**Exercise aim**
Change every "whereabouts" in the entries below to "location", leaving all other text as it is.
────
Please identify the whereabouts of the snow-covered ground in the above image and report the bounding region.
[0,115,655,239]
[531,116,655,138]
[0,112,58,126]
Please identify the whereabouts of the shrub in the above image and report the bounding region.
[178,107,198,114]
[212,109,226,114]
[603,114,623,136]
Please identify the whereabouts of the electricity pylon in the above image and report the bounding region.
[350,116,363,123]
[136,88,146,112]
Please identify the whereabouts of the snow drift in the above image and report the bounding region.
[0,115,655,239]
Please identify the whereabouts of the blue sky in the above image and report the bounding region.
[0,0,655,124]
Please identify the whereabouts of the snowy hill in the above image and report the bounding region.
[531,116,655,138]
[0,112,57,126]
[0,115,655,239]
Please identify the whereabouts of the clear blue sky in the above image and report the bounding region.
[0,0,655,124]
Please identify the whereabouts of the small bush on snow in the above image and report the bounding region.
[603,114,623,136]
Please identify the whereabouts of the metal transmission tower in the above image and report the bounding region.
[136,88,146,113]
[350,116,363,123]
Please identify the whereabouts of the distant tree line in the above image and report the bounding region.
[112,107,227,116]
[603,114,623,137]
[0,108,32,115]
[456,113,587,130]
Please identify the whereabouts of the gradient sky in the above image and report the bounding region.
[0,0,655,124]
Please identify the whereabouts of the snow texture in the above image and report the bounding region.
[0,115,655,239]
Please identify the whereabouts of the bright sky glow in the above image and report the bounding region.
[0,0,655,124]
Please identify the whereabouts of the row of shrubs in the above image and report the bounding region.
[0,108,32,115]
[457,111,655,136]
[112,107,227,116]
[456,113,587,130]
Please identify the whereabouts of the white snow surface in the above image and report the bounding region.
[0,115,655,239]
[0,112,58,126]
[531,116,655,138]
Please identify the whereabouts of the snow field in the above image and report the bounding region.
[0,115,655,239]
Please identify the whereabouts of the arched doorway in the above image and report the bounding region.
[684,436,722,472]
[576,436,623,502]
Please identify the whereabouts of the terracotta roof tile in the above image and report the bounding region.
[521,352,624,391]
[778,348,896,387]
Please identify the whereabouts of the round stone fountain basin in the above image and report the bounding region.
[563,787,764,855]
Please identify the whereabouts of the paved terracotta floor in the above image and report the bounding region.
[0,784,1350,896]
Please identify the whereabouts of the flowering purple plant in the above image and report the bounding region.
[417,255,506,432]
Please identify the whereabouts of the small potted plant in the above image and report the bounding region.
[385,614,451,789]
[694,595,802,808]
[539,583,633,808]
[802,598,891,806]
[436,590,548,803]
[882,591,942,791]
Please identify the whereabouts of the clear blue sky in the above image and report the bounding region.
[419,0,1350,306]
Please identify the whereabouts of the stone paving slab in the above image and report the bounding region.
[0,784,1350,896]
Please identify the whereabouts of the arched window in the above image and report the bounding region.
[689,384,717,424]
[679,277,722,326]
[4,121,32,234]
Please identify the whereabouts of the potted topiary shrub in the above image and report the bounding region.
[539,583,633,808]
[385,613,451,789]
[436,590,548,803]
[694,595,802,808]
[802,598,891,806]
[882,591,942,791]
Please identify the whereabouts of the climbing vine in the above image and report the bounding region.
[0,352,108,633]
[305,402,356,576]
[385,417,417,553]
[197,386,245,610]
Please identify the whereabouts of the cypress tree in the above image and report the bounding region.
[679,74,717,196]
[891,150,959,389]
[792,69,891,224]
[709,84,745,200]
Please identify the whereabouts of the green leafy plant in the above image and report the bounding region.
────
**Result**
Please identify the location of the snow-covered ground in the above image and report the bounding region.
[0,115,655,239]
[531,116,655,138]
[0,112,58,126]
Please identify the location of the shrub in the above image and report the bounding region.
[178,107,198,114]
[212,109,226,114]
[603,114,623,136]
Please identify the location of the electricity pylon in the above image and report the bounding region.
[350,116,363,123]
[136,88,146,112]
Please identify the location of the snow drift in the above image and report the bounding region.
[0,115,655,239]
Please identify the location of the blue sky in the above image and report the bounding region.
[0,0,655,124]
Please identify the location of the snowy hill in the above image and report the bounding region.
[531,116,655,138]
[0,112,57,126]
[0,115,655,239]
Please identify the location of the clear blue sky in the above image and report the bounding region.
[0,0,655,124]
Please identify the location of the small bush on snow in the above image and report the bounding region.
[603,114,623,136]
Please identify the location of the metal transmission tower in the above image and report the bounding region.
[136,88,146,113]
[350,116,363,123]
Please identify the location of the distant tree line in the above image and report the bounding region.
[112,107,227,116]
[603,114,623,137]
[0,108,32,115]
[456,113,587,130]
Please identify the location of the gradient sky in the above image and report the bounding region.
[0,0,655,124]
Please identify the location of the snow texture in the above image and report the bounding region.
[0,115,655,239]
Please identify the location of the bright sky glow in the above image and report the bounding region.
[0,0,655,124]
Please identify the location of the row of shrubs in the above image and report the bounding region.
[0,108,32,115]
[457,111,655,136]
[112,107,227,116]
[456,113,587,130]
Please identify the location of the white snow surface in the above image and report the bounding region.
[0,115,655,239]
[0,112,58,126]
[531,116,655,138]
Please identify the location of the snow field in the above image and report the bounding region.
[0,115,655,239]
Please identify the location of the arched doorway in the above image and report the bounding region.
[684,436,722,472]
[576,436,623,502]
Please identify the location of the terracotta roof tile in the above image and report the bounding region.
[521,352,624,391]
[778,348,896,387]
Please identify the location of the round stone fountain basin in the above image and report the bounding region.
[563,787,764,855]
Please identify the location of the paved terracotta floor in the above image and report the bounding region.
[0,784,1350,896]
Please identify the location of the flowering purple plant in the above image and report the bounding region.
[417,255,506,432]
Please identify the location of the small potted plant in the above image and report the bounding region.
[385,614,451,789]
[694,595,802,808]
[539,583,633,808]
[802,598,891,806]
[436,590,548,803]
[882,591,942,791]
Please identify the location of the clear blue sky in the above image and report the bounding region.
[419,0,1350,306]
Please identify the location of the stone paving slab in the above image and report the bounding region.
[0,784,1350,896]
Please identify the location of the arched window in the above image and report the bounding region.
[689,384,717,424]
[679,277,722,326]
[4,121,32,234]
Please identify the location of the potted topiary shrub in the above image and report the bounding region.
[539,583,633,808]
[385,613,451,789]
[436,590,548,803]
[694,595,802,808]
[802,598,891,806]
[882,591,942,791]
Please identify the location of the climbing vine in the above image and report the bounding region.
[0,352,108,633]
[305,402,356,576]
[385,417,417,553]
[197,386,245,610]
Please identify the location of the cypress tree in the above image and report the bounding region.
[679,74,717,196]
[891,150,959,389]
[792,69,891,224]
[709,84,745,200]
Please identify the location of the green leafy plant in the above image and report the bounding region.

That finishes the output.